> **ACTIVITY**: Reproduce the entries verbatim; no pictures.

▼

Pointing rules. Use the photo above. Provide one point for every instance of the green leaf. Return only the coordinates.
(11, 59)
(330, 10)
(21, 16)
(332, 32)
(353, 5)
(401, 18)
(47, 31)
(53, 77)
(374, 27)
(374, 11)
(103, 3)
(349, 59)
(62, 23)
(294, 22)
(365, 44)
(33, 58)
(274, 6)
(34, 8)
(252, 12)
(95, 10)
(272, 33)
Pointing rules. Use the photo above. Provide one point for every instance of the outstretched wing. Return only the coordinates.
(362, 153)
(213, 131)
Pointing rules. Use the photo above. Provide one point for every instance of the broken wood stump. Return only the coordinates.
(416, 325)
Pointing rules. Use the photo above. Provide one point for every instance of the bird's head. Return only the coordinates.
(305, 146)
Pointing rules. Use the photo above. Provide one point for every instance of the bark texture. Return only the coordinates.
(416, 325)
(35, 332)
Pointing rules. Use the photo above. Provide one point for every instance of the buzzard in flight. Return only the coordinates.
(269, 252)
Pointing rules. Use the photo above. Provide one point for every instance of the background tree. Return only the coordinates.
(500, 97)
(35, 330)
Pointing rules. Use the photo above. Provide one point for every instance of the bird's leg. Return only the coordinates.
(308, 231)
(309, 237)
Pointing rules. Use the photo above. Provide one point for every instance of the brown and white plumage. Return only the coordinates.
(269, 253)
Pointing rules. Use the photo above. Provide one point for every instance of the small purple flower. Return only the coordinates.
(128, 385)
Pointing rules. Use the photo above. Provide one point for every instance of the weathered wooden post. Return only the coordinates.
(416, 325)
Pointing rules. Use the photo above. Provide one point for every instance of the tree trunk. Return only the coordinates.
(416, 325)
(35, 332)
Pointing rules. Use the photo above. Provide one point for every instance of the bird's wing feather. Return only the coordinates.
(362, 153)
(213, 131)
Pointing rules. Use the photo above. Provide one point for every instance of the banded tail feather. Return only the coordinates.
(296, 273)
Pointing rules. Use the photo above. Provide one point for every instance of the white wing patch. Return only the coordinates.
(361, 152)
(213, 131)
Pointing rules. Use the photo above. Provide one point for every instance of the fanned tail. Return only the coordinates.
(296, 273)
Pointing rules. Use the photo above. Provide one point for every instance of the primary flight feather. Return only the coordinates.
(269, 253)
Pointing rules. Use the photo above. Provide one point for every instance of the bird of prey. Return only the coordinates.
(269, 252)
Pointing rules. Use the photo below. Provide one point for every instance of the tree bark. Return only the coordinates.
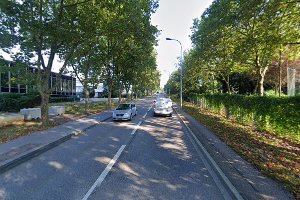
(262, 79)
(87, 99)
(44, 108)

▲

> **TASK OUTPUT**:
Pointing rules. Use the photo above. Provide one point for every instance of the green leaf. Return only the coordinates.
(11, 59)
(330, 10)
(21, 16)
(332, 32)
(353, 5)
(401, 18)
(47, 31)
(53, 77)
(374, 27)
(374, 11)
(103, 3)
(349, 59)
(62, 23)
(294, 22)
(365, 44)
(33, 58)
(274, 6)
(34, 8)
(252, 12)
(95, 10)
(272, 33)
Pointing rules. Use the photo above. Provide one point for every instance of the outstretched wing. Return only the coordinates.
(362, 153)
(213, 131)
Pointing rules. Use the photo above. Provide one point for every instance of the broken wood stump. Return only the coordinates.
(416, 325)
Pointing rules. Use the photo above. Provide one point for every instance of the bird's head. Return only the coordinates.
(305, 146)
Pointing rules. Use the photo above. Provide one point for every instance of the bark texture. Return only the coordinates.
(416, 325)
(35, 332)
Pointing rules. Use the photo above. Provide one point for every instance of the buzzard in flight. Return only the coordinates.
(269, 252)
Pointing rules. Use the photo above. Provide one point for every instance of the background tree. Return only the coordinates.
(500, 97)
(35, 330)
Pointing rules. Use the photo above. Provide one point for every instance of the bird's leg. Return only the coordinates.
(308, 231)
(309, 237)
Pointing rules. Use the photo above. Provide one point for every instance of the brown and white plumage. Return only the coordinates.
(269, 253)
Pointing rules. Use the photo above. Provide one point for every instance of the small purple flower. Return only the coordinates.
(128, 385)
Pointing rules. Use the photo above. Provide one point for every instance of the weathered wooden post. Return only the coordinates.
(416, 325)
Pointing rules. Use the photo above. Provide one point for every instance of the tree trunk. Return only the coordinates.
(416, 325)
(35, 332)
Pointing rules. Use the photo above. Provide one point for every instance of the bird's wing feather. Return only the coordinates.
(362, 153)
(213, 131)
Pointing rules. Use the photo above. Provide one point for every instance of the banded tail feather. Return only the coordinates.
(296, 273)
Pointing rules. Use the photo above. Provide one point for every instance of the white wing patch. Return only the coordinates.
(361, 152)
(213, 131)
Pointing rules. Use the photo above. Provide one point for every instance of the fanned tail. Return only the coordinates.
(296, 273)
Pointing rules. Use the photo above. Provide one point for every instance of the primary flight feather. Return only the coordinates.
(269, 253)
Pointing rules. Use the photo above. Provide one point for every instance of the bird of prey. Return only the coordinates.
(269, 252)
Pointing rules. Use the photo below. Provide one point for every instance of the tree bark. Return only the coordinates.
(262, 79)
(87, 99)
(44, 108)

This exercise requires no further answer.